Set your course by the stars, not by the lights of every passing ship.

You can’t determine the strength of the economy by looking at the jobs data, as there are other variables contributing to the positive numbers. The economy generated 139,000 new jobs in May, above consensus expectations of around 130,000. Wage growth continues to outpace the rate of inflation which is a good thing but for how long if the tariffs ultimately get put back on. Low unemployment and wage growth should continue to be the case for the foreseeable future not because of policy but because of demographics.

We are at the peak of Baby Boomers turning 65 with an average of 11,400 hitting 65 each day.  Most of these individuals are leaving the workforce and good paying jobs.  Companies are promoting from within and reducing their headcount which is why unemployment remains low despite a lackluster amount of hiring.

Yes, we are seeing wage growth, don’t read too deeply into that. It is likely because younger people get promoted and step into more senior roles as Boomers retire.  The labor market will have this strong demographic tail wind until 2030 when the last Boomers turn 65.  A strong labor market regardless of the rationale is a good thing for stocks.

Bravery is the capacity to perform properly even when scared half to death.

Keeping your head when markets get crazy is the most important skill an investor can have. On Friday afternoon, the Cboe Volatility Index (VIX) fell to a level of 16.8, down from 18.6 at the end of the previous week and far below a recent peak of 52.3 on April 8. Had you sold out of stocks on April 8th instead of remaining calm you would have missed a more than 20%  bounce in the S&P which has put the index back above the 6000 mark. Summer isn’t typically associated with volatility or market turmoil, but this year may be an exception. We have had a nice run in stocks supported by strong corporate earnings. Trade developments and tariff headlines are continually evolving. Couple that with the fact that the world’s richest man (Elon Musk) is trying to kill the President’s signature bill and you have a recipe for turmoil. The months ahead may again test your resolve as I expect volatility to increase significantly in July if the bill fails and/or we don’t get trade deals. If that happens again, the right thing to do will be to stay invested and ride out the storm as the underlying fundamentals remain strong.

# To be done
- A) List every level of the Cboe Volatility Index (VIX) that the market commentary gives.
- B) Answer these questions from the market commentary:
(i) How many new jobs did the economy generate in May?
(ii) On average, how many Baby Boomers turn 65 each day?
(iii) Until what year will the labor market have its demographic tailwind?
None of the entries are needed.

# Entries from a dataset
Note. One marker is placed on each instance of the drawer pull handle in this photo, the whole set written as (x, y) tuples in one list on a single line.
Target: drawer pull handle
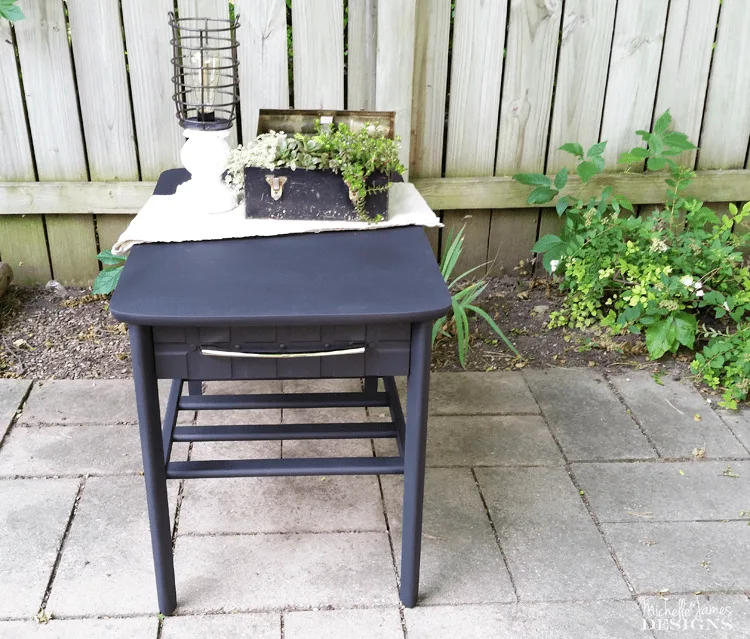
[(210, 352)]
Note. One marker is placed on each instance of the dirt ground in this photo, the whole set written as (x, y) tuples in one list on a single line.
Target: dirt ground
[(44, 336)]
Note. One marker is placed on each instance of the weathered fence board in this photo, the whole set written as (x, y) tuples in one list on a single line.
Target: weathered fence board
[(264, 76), (726, 123), (147, 36), (533, 30), (72, 248), (15, 160), (479, 95), (686, 61), (23, 246), (362, 54), (430, 80), (96, 36), (633, 74), (473, 111), (318, 41), (395, 62), (579, 91)]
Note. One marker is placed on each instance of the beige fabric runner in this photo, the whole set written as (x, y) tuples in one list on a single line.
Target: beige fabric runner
[(164, 219)]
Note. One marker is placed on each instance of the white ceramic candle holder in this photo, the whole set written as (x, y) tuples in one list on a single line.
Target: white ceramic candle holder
[(205, 155)]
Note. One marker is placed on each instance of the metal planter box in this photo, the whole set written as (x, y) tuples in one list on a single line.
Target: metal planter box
[(300, 194)]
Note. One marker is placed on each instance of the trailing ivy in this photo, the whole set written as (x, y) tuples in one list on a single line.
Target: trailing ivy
[(676, 275)]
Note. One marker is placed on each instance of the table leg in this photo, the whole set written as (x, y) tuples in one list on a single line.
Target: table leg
[(371, 385), (149, 423), (195, 387), (418, 385)]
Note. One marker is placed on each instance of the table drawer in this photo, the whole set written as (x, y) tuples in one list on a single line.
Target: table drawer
[(283, 352)]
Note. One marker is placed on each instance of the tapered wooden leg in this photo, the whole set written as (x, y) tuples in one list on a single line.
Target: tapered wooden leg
[(418, 385), (149, 423)]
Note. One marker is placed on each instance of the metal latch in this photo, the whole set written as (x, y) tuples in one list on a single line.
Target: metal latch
[(277, 185)]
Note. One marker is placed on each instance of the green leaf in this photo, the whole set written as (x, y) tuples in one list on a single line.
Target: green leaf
[(679, 141), (106, 281), (486, 317), (656, 164), (661, 337), (533, 179), (596, 150), (109, 258), (662, 124), (545, 243), (685, 327), (586, 170), (561, 179), (542, 195), (437, 327), (573, 148)]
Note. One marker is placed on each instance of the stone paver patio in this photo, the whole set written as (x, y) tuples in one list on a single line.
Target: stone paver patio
[(559, 505)]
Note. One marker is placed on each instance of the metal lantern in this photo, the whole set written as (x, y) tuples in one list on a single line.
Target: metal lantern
[(206, 94), (206, 81)]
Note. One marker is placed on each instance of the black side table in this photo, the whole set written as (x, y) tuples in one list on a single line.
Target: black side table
[(328, 305)]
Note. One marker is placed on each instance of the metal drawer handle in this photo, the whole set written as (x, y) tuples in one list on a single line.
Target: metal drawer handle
[(210, 352)]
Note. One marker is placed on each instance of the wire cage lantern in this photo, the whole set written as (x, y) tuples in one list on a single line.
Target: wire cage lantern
[(206, 80)]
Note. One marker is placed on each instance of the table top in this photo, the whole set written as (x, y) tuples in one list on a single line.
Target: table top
[(342, 277)]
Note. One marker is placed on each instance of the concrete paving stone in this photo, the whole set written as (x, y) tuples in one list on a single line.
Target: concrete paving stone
[(553, 548), (12, 392), (668, 412), (587, 620), (683, 556), (461, 562), (487, 440), (383, 623), (503, 393), (258, 572), (138, 628), (673, 491), (246, 626), (739, 423), (697, 616), (88, 401), (204, 451), (71, 450), (240, 417), (586, 416), (106, 566), (282, 504), (33, 516)]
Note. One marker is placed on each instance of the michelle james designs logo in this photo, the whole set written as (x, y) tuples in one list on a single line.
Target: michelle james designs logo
[(686, 614)]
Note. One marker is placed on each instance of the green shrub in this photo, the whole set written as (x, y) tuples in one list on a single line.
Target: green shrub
[(676, 275), (463, 301)]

# Answers for the tasks
- A)
16.8 (Friday afternoon)
18.6 (end of the previous week)
52.3 (recent peak on April 8)

- B)
(i) 139,000
(ii) 11,400
(iii) 2030